┏━━

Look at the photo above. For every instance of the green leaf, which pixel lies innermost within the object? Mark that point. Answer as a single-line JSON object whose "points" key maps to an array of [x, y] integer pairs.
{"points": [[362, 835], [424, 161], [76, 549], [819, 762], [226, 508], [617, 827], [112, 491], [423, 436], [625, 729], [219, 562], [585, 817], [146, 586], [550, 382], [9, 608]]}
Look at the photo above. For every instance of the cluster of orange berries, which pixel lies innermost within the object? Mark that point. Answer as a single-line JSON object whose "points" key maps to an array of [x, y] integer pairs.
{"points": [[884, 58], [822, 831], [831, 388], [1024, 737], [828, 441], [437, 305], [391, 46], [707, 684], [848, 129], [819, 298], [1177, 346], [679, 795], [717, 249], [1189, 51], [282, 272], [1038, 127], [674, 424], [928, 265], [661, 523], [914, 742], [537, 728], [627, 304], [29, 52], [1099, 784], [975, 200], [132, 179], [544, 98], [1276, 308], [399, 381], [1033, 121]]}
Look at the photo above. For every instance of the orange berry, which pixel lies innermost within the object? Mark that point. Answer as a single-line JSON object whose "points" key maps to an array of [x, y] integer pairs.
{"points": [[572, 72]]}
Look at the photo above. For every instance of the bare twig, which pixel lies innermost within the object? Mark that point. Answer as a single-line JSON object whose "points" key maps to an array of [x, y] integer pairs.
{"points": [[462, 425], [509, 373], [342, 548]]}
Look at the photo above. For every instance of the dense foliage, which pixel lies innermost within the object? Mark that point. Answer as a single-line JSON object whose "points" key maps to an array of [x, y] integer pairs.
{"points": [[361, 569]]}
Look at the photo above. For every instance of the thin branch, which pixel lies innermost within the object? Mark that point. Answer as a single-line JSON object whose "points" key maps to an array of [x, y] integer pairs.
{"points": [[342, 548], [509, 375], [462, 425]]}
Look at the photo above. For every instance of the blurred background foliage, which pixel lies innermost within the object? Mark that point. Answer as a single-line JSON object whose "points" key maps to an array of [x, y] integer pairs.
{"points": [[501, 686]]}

┗━━

*Task description*:
Retype the data in full, precisely as given.

*Expected answer*:
Look at the photo above. For every instance of the green leaf, which pixel lies innermost within the object? Mark that point. Answer as a single-line JSON object whose "points" key maps to an array of [x, y] integer pairs.
{"points": [[362, 835], [424, 161], [76, 549], [819, 762], [226, 508], [617, 827], [112, 491], [423, 436], [625, 729], [219, 562], [585, 817], [146, 586], [550, 382], [9, 608]]}
Look at the photo above. For every instance of the cluster of orange berries, which pixel lies innermost within the object? Mark that point. Answer as a single-line JSON object whose "points" key maps to an array of [x, y] integer pairs.
{"points": [[884, 58], [822, 831], [831, 388], [1024, 737], [828, 441], [437, 305], [391, 46], [707, 684], [848, 129], [819, 298], [1177, 346], [679, 795], [717, 249], [1189, 51], [282, 272], [1038, 127], [674, 424], [928, 265], [661, 523], [914, 742], [537, 728], [627, 304], [29, 52], [1099, 784], [975, 200], [132, 179], [544, 98], [1276, 308], [399, 381], [1033, 121]]}
Look at the photo above. For every instance of the orange berry, which pixel lies innermost within the object? Mark that point. Answer as a single-line JSON object whose "points" key maps to an array of [x, y] integer pairs.
{"points": [[572, 72]]}
Look at the photo above. For every instance of the bare twig, which pixel lies innermost within the object? Mark that point. Answer as a single-line JSON object whose "points" key maps to an array of [x, y] integer pairs.
{"points": [[462, 425], [509, 373], [342, 548]]}
Look at the photo above. For every instance of the dense foliage, which pixel lies innermost within the object? Mark that point. Answer as a single-line JSON object whose "points" key maps to an array of [x, y] integer pairs.
{"points": [[361, 569]]}
Look at the photo above. For every instance of the thin branch, which pixel lies innermost within the object? Mark that point. Answer as a single-line JSON object whose "points" key maps to an array of [x, y] integer pairs.
{"points": [[342, 548], [509, 375], [462, 425]]}
Look at the photo above. For every instance of the blurred background foliage, which pixel lies innermost within the object? Mark that point. Answer as a single-line JSON object whose "points" key maps to an array of [x, y] integer pairs.
{"points": [[501, 686]]}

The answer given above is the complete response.